- TASK SET -
1 - From the notes on estimators, write out the part that opens with the words containing "## ── Attaching" and closes with "from that population.".
2 - Translate this sentence from the notes on estimators into Spanish: "An estimator is unbiased when the bias is 0 or, equivalently, its expectation is equal to the true value."
3 - Carry on the notes on estimators from where they stop.
BEGIN TEXT PROVIDED
R code

library("tidyverse"); theme_set(theme_bw())
## ── Attaching packages ─────────────────────────────────────── tidyverse 1.3.2 ──
## ✔ ggplot2 3.4.0      ✔ purrr   0.3.4 
## ✔ tibble  3.1.8      ✔ dplyr   1.0.10
## ✔ tidyr   1.2.1      ✔ stringr 1.4.1 
## ✔ readr   2.1.2      ✔ forcats 0.5.2 
## ── Conflicts ────────────────────────────────────────── tidyverse_conflicts() ──
## ✖ dplyr::filter() masks stats::filter()
## ✖ dplyr::lag()    masks stats::lag()

Estimators

Recall that estimators are statistics that attempt to estimate a population parameter. We are generally assuming here that we have a simple random sample from the population and we are interested in estimating a mean or proportion from that population.

Examples

Binomial

Let \(X \sim Bin(n,\theta)\). The MLE for \(\theta\) is \[ \hat\theta = \frac{x}{n}. \]

Normal

Let \(Y_i \stackrel{ind}{\sim} N(\mu,\sigma^2)\).

Mean

The MLE for \(\mu\) is \[ \hat\mu = \overline{y}. \] This also happens to be the least squares estimator and the Bayes estimator (assuming the standard default prior).

Variance

The MLE for \(\sigma^2\) is \[ \hat\sigma^2_{MLE} = \frac{1}{n} \sum_{i=1}^n (y_i-\overline{y})^2 \] while the sample variance is \[ s^2 = \frac{1}{n-1} \sum_{i=1}^n (y_i-\overline{y})^2. \] So why might we prefer one of these estimators over another?

Regression

The regression model (in multivariate normal form is \[ Y \sim N(X\beta,\sigma^2\mathrm{I}). \] The MLE, least squares, and Bayes estimator for \(\beta\) is \[ \hat\beta = (X^\top X)^{-1}X^\top y. \]

Properties

There are a variety of reasons we might use to choose an estimator. We might appreciate the universality of the maximum likelihood estimator or the ability to incorporate prior information in Bayes estimator. Here we will talk about some properties of estimators, namely:

  • bias
  • variance
  • mean squared error
  • consistency

Bias

The bias of an estimator is the expectation of the estimator minus the true value of the estimator: \[ \mbox{Bias}[\hat\theta] = E[\hat\theta - \theta] = E[\hat\theta] - \theta. \]

An estimator is unbiased when the bias is 0 or, equivalently, its expectation is equal to the true value.
END TEXT PROVIDED
BEGIN EXTRACTED INFORMATION
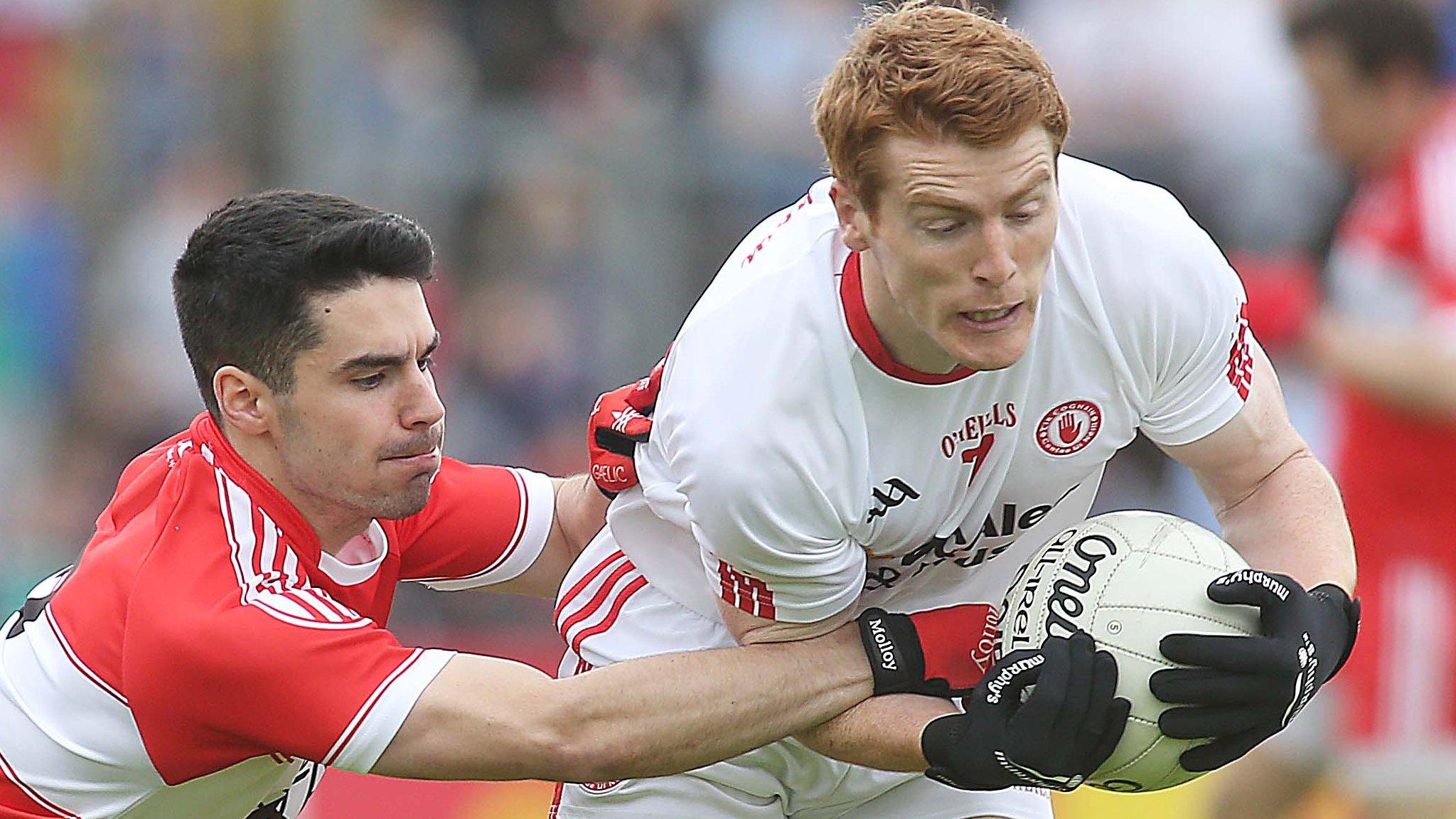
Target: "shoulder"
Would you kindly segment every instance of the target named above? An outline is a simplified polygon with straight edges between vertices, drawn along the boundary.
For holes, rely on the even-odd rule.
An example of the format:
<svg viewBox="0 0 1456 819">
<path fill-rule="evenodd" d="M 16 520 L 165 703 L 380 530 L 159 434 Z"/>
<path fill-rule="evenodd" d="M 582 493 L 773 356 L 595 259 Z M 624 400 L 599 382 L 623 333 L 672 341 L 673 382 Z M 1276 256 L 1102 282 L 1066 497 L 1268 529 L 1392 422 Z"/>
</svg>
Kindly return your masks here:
END EXTRACTED INFORMATION
BEGIN EXTRACTED INFORMATION
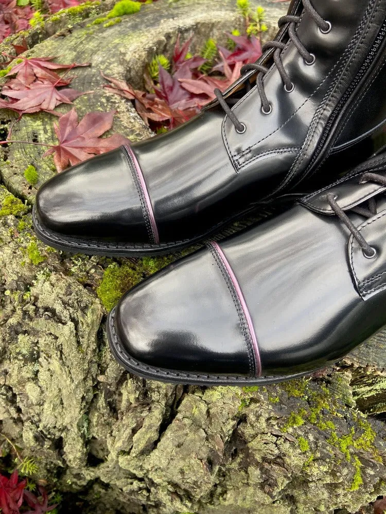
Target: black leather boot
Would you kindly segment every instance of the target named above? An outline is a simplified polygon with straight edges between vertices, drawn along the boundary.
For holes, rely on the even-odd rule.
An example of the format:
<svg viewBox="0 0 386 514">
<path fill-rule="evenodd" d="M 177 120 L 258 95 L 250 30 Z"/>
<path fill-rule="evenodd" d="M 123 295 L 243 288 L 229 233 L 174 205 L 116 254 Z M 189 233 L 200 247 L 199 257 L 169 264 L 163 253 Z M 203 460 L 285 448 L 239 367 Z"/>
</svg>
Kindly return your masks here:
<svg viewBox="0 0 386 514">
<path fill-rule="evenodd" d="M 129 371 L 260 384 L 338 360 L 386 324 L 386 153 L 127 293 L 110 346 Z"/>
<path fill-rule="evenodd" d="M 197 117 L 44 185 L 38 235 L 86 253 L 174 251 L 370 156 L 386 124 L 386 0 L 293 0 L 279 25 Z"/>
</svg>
END EXTRACTED INFORMATION
- RESULTS OF THE EXERCISE -
1 -
## ── Attaching packages ─────────────────────────────────────── tidyverse 1.3.2 ──
## ✔ ggplot2 3.4.0      ✔ purrr   0.3.4 
## ✔ tibble  3.1.8      ✔ dplyr   1.0.10
## ✔ tidyr   1.2.1      ✔ stringr 1.4.1 
## ✔ readr   2.1.2      ✔ forcats 0.5.2 
## ── Conflicts ────────────────────────────────────────── tidyverse_conflicts() ──
## ✖ dplyr::filter() masks stats::filter()
## ✖ dplyr::lag()    masks stats::lag()

Estimators

Recall that estimators are statistics that attempt to estimate a population parameter. We are generally assuming here that we have a simple random sample from the population and we are interested in estimating a mean or proportion from that population.

2 - Un estimador es insesgado cuando el sesgo es 0 o, de manera equivalente, su esperanza es igual al valor verdadero.

3 -
For example,

  • \(E[\hat\theta_{MLE}] = \theta\)
  • \(E[\hat\mu] = \mu\)
  • \(E[s^2] = \sigma^2\)

indicate that all of these estimators are unbiased.

In contrast

  • \(E[\hat\sigma^2] = \frac{n-1}{n}\sigma^2\)

and thus the bias is

  • \(Bias[\hat\sigma^2] = E[\hat\sigma^2] - \sigma^2 = \frac{1}{n}\).

Clearly this bias diminishes as \(n\to \infty\).

Variance

The variance of an estimator is just the variance of the statistic: \[ Var[\hat\theta] = E[(\hat\theta - E[\hat\theta])^2]. \]

Here are a couple of examples:

  • \(Var[\hat\theta] = E[(\hat\theta - E[\hat\theta])^2] = \frac{\theta(1-\theta)}{n}\)
  • \(Var[\hat\mu] = E[(\hat\mu - E[\hat\mu])^2] = \sigma^2/n\)

Notice how both of these decrease as \(n\to \infty\).

Mean squared error

The mean squared error of an estimator is the expectation of the squared difference between the estimator and the truth. This turns out to have a simple formula in terms of the bias and variance.

\[ MSE[\hat\theta] = E[(\hat\theta - \theta)^2] = Var[\hat\theta] + Bias[\hat\theta]^2 \]

In our examples, we have

  • \(MSE[\hat\theta] = \frac{\theta(1-\theta)}{n} + 0^2\)
  • \(MSE[\hat\mu] = \sigma^2/n + 0^2\)

For unbiased estimators, the MSE is the same as the variance. For biased estimators, the formula is a bit more exciting.

Consistency

An estimator is consistent if it gets closer to the true value in probability as the sample size gets larger. Specifically \[ \lim_{n\to\infty} P(|\hat\theta-\theta| > \epsilon) = 0 \] for all \(\epsilon>0\).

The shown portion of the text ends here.